(Data extracted from a collection)
========
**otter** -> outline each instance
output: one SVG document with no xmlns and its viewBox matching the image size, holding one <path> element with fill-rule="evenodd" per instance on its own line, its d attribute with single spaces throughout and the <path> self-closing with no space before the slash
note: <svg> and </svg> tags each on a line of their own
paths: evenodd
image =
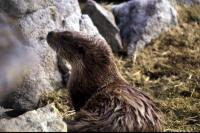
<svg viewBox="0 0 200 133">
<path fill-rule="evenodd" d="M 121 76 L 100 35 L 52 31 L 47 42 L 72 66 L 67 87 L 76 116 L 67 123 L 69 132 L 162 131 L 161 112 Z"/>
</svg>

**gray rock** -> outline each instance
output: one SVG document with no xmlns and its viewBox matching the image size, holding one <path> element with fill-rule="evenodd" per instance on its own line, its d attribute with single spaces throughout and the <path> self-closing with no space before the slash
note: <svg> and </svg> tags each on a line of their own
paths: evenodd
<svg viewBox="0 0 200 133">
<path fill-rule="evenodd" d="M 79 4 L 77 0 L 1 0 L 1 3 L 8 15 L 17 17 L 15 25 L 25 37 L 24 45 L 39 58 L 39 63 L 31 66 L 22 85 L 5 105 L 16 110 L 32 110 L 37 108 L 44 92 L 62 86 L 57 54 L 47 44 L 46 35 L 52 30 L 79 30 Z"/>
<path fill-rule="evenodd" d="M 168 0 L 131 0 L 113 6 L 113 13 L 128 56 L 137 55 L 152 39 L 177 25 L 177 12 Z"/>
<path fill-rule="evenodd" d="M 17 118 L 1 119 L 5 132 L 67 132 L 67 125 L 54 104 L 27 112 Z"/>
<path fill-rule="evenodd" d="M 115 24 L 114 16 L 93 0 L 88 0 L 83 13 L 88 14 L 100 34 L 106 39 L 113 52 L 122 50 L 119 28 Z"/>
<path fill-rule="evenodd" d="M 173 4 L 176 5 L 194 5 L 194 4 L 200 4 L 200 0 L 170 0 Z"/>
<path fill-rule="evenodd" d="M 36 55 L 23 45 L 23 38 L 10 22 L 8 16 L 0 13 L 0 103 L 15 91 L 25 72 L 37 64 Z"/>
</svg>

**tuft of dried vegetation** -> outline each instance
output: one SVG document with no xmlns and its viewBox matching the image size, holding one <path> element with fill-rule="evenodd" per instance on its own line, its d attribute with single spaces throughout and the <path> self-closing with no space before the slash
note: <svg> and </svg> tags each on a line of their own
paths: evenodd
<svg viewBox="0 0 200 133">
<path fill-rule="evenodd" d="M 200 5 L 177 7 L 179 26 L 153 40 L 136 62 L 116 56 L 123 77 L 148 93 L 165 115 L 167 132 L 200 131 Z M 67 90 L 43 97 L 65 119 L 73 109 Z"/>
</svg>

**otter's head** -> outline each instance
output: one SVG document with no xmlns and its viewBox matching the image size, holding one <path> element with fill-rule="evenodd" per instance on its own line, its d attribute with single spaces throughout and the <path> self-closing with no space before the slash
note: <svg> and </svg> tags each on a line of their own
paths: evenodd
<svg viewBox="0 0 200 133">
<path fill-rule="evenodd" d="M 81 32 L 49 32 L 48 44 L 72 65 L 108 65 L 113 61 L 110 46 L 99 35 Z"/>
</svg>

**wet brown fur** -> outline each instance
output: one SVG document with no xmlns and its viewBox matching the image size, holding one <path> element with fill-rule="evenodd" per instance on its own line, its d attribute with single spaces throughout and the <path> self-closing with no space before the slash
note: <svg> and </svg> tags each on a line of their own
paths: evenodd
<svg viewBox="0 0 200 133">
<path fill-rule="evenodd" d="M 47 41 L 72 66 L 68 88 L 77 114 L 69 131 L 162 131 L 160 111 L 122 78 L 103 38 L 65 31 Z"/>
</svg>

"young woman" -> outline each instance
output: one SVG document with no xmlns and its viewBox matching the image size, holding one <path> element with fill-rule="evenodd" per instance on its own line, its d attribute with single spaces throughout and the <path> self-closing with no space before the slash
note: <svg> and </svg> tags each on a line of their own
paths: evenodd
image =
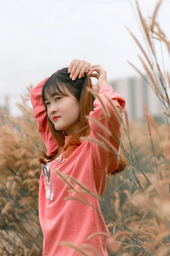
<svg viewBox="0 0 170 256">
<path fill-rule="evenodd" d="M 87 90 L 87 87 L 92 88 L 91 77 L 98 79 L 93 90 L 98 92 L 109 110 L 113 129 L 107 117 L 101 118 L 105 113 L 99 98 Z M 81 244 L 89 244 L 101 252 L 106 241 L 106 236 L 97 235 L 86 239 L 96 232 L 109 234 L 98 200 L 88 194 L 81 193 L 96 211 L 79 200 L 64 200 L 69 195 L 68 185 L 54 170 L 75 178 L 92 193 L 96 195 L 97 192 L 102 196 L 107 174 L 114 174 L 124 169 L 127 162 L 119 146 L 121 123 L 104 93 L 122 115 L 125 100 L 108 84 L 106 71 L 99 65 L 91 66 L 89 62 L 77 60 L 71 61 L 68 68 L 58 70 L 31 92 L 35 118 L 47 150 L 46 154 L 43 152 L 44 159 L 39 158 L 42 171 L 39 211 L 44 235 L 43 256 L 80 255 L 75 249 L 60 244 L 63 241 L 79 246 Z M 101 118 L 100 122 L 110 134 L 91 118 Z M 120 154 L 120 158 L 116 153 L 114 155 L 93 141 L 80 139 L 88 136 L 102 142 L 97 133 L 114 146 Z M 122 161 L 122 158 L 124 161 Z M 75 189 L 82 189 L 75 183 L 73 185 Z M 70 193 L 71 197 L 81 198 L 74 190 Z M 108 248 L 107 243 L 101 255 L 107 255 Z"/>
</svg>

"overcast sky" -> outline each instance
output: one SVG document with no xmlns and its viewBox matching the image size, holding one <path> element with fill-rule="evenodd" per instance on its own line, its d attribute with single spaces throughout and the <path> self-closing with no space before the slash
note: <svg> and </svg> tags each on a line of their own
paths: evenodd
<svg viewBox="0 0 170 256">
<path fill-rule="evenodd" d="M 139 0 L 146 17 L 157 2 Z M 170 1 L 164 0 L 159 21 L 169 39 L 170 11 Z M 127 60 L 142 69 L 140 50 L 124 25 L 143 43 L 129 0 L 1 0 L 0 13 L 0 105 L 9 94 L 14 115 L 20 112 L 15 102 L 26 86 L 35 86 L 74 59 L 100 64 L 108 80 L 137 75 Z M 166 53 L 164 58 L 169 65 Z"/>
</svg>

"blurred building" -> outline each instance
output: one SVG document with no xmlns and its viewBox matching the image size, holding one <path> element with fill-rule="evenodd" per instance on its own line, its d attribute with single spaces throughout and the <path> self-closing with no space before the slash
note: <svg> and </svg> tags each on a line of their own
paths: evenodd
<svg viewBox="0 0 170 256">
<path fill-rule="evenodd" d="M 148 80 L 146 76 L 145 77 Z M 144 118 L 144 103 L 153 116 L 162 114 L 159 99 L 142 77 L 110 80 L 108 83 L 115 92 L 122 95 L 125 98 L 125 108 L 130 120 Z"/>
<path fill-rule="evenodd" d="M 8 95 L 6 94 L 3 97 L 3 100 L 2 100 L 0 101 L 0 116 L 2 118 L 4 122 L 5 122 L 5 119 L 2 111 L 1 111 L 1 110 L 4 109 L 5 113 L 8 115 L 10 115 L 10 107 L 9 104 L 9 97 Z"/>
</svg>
========
Written problem -
Extract each line of the rows above that contains the word "outline" and copy every such line in full.

Task response -
**otter** -> outline each instance
**gray rock** -> outline each instance
**tuft of dried vegetation** -> outline each instance
**otter's head** -> outline each instance
**wet brown fur** -> outline each instance
"young woman" -> outline each instance
"overcast sky" -> outline each instance
"blurred building" -> outline each instance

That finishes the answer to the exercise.